*** RECORD LIST
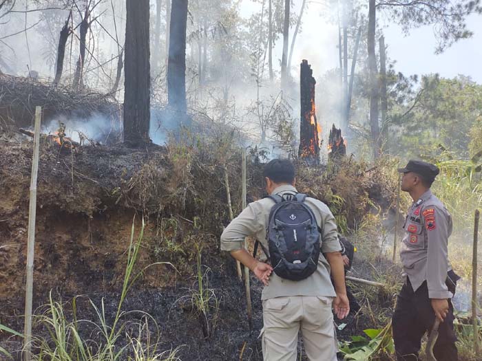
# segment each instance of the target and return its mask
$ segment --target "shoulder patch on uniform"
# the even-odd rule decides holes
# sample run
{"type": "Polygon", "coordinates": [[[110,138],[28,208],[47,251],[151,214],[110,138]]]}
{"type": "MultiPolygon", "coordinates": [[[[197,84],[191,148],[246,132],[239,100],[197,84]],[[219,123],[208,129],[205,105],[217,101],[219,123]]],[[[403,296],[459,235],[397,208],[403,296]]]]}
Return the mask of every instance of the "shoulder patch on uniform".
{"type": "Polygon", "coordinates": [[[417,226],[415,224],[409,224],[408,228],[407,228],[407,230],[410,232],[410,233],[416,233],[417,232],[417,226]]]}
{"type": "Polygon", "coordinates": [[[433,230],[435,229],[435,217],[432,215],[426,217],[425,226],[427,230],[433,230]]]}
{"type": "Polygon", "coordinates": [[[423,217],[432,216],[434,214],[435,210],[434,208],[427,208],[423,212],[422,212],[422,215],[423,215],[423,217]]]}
******
PROBLEM REQUIREMENTS:
Please turn the material above into a numbered list with one line per item, skipping any blank lines and leaving out the pictures.

RESPONSE TO THIS EXERCISE:
1. # segment each instance of the target and return its mask
2. $ segment --target "shoulder patch on uniform"
3. # the even-odd rule decides holes
4. # sample run
5. {"type": "Polygon", "coordinates": [[[110,138],[28,208],[47,251],[151,214],[110,138]]]}
6. {"type": "MultiPolygon", "coordinates": [[[[197,84],[191,148],[246,132],[239,100],[197,84]],[[219,123],[208,129],[205,105],[217,101],[219,123]]],[[[403,296],[459,235],[397,208],[403,296]]]]}
7. Return the mask of every instance of the "shoulder patch on uniform".
8. {"type": "Polygon", "coordinates": [[[417,226],[415,224],[409,224],[408,228],[407,228],[407,230],[410,232],[410,233],[416,233],[417,232],[417,226]]]}
9. {"type": "Polygon", "coordinates": [[[433,230],[435,229],[435,217],[432,215],[426,217],[425,226],[427,230],[433,230]]]}
10. {"type": "Polygon", "coordinates": [[[423,217],[432,216],[434,214],[435,210],[434,208],[427,208],[423,212],[422,212],[422,215],[423,215],[423,217]]]}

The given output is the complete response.